By George Piasecki 1992 Newsletter
It was a very rare day in our office last summer if someone did not call for advice and assistance for Japanese beetles. The adult beetle that devoured the foliage of ornamental trees is oval, approximately ½ inch long, has a metallic green and copper back and is considered to be very attractive, until you see the damage it causes.
As the name suggests, the beetle is native to Japan, imported to the U.S. in 1916 by way of New Jersey, and is now established in almost every state east of the Mississippi.
The entire life cycle of the Japanese beetle requires one year to complete. The beetle overwinters as a grub (larva) in the soil below the frost line. In spring, grubs begin feeding on grass roots as they work their way toward the soil surface. After pupation in mid-June, flying adults emerge and begin feeding on the leaves of as many as 275 different kinds of trees and shrubs, creating a lacy and skeletonizing pattern. Favorite foods are rose, cherry, peach, crab apple, plum, linden, Japanese red maple, and certain azaleas.
Adults usually live anywhere from 30 to 45 days. Females feed, mate, re-enter the soil, lay an average of 6 eggs, then return to feed. These periods of feeding and egg laying continue until a total of 40-60 eggs have been deposited. In 10-12 days, the eggs hatch into tiny grubs. These grubs feed on grass roots until cold weather arrives, then move down into the soil to overwinter starting the cycle all over again. Fully grown beetle grubs are grayish-white with brown heads, ¼ inch in diameter, and ¾ to 1 inch long and can be found just under the grass layer in their characteristic “C” shaped position. During this grub stage, beetles can do extensive damage to lawns. As the roots are eaten, the grass turns brown and dies, and will pull up like an old doormat. Before you know it, the damage has been done and overseeding is needed to re-establish the lawn. Often, symptoms won’t show up until it’s too late to treat the cause.
Controlling grubs and adult beetles can be difficult. Predation by birds, moles, shrews. and skunks provide very little control. Applications with sevin or a host of other stomach/contact insecticides work well on active feeding adults, but results are limited as most pesticides remain effective for only 7 to 10 days. Due to continuous migration of adult beetles, additional applications may be needed in areas where population levels are high. In low population areas, plants will tolerate a moderate defoliation and one application may suffice.

### [Exercise requirements]
Reproduce the Japanese beetle newsletter piece above in full, word for word.

### [Provided information]
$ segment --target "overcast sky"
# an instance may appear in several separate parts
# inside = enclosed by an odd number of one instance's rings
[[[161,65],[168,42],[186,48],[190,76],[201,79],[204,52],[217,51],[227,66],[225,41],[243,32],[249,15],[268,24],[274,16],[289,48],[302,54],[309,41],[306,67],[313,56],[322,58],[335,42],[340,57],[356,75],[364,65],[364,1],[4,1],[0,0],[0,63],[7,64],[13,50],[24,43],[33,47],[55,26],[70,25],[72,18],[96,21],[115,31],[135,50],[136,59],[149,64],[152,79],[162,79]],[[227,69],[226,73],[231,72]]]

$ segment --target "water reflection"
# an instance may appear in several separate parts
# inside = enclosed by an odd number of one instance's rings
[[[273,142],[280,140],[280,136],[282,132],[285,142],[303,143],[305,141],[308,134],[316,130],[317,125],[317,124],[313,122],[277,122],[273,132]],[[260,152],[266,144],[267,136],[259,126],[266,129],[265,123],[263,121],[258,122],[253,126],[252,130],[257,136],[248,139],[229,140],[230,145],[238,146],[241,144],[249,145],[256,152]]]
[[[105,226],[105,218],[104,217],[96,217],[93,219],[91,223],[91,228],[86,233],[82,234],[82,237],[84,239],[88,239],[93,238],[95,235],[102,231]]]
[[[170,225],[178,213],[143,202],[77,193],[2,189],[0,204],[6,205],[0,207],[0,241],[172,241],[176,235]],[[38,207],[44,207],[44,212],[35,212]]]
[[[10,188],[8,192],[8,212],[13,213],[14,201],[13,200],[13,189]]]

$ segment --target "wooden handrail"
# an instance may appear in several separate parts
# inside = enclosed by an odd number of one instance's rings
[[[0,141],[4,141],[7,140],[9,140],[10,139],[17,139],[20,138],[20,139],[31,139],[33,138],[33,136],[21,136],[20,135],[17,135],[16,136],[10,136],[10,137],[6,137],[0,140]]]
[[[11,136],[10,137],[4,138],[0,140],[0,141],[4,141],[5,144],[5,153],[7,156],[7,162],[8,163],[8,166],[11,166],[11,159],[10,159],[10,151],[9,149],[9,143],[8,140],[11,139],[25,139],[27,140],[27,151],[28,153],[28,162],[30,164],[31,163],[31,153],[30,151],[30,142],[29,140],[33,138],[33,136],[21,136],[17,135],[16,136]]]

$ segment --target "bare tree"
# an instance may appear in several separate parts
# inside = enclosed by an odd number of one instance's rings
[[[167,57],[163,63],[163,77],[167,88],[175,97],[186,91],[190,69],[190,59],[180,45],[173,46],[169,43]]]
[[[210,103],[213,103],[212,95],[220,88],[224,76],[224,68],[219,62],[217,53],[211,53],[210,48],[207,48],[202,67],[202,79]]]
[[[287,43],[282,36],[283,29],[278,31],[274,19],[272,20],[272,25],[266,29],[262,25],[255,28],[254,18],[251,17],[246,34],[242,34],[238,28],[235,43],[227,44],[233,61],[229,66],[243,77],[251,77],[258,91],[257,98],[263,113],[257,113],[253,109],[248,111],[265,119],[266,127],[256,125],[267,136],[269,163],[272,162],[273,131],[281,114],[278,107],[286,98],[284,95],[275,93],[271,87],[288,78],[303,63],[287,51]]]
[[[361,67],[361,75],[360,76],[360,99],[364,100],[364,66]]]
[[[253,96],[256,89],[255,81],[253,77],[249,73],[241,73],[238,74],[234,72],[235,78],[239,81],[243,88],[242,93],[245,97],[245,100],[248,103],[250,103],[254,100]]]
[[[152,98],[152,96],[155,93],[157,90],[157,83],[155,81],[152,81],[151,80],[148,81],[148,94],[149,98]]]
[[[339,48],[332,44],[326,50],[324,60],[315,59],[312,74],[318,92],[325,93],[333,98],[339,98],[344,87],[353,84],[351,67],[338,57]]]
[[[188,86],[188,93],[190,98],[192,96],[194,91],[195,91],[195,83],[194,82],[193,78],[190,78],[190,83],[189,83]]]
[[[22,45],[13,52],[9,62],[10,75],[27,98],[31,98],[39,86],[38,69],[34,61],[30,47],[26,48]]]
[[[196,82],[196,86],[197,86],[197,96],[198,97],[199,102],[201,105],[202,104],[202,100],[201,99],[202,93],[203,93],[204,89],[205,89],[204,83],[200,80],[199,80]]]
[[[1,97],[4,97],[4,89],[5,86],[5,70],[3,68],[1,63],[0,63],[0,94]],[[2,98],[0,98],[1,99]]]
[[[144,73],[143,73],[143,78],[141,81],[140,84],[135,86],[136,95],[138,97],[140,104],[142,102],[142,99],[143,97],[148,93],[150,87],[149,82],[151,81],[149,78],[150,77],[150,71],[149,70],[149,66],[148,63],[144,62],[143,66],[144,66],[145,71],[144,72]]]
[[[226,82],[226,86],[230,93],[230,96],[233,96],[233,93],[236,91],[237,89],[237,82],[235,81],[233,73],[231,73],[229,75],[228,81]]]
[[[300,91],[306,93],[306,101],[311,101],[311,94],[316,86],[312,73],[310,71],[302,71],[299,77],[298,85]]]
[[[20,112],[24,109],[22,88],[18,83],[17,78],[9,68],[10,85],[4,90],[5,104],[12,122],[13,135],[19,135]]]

### [Response for this exercise]
By George Piasecki 1992 Newsletter
It was a very rare day in our office last summer if someone did not call for advice and assistance for Japanese beetles. The adult beetle that devoured the foliage of ornamental trees is oval, approximately ½ inch long, has a metallic green and copper back and is considered to be very attractive, until you see the damage it causes.
As the name suggests, the beetle is native to Japan, imported to the U.S. in 1916 by way of New Jersey, and is now established in almost every state east of the Mississippi.
The entire life cycle of the Japanese beetle requires one year to complete. The beetle overwinters as a grub (larva) in the soil below the frost line. In spring, grubs begin feeding on grass roots as they work their way toward the soil surface. After pupation in mid-June, flying adults emerge and begin feeding on the leaves of as many as 275 different kinds of trees and shrubs, creating a lacy and skeletonizing pattern. Favorite foods are rose, cherry, peach, crab apple, plum, linden, Japanese red maple, and certain azaleas.
Adults usually live anywhere from 30 to 45 days. Females feed, mate, re-enter the soil, lay an average of 6 eggs, then return to feed. These periods of feeding and egg laying continue until a total of 40-60 eggs have been deposited. In 10-12 days, the eggs hatch into tiny grubs. These grubs feed on grass roots until cold weather arrives, then move down into the soil to overwinter starting the cycle all over again. Fully grown beetle grubs are grayish-white with brown heads, ¼ inch in diameter, and ¾ to 1 inch long and can be found just under the grass layer in their characteristic “C” shaped position. During this grub stage, beetles can do extensive damage to lawns. As the roots are eaten, the grass turns brown and dies, and will pull up like an old doormat. Before you know it, the damage has been done and overseeding is needed to re-establish the lawn. Often, symptoms won’t show up until it’s too late to treat the cause.
Controlling grubs and adult beetles can be difficult. Predation by birds, moles, shrews. and skunks provide very little control. Applications with sevin or a host of other stomach/contact insecticides work well on active feeding adults, but results are limited as most pesticides remain effective for only 7 to 10 days. Due to continuous migration of adult beetles, additional applications may be needed in areas where population levels are high. In low population areas, plants will tolerate a moderate defoliation and one application may suffice.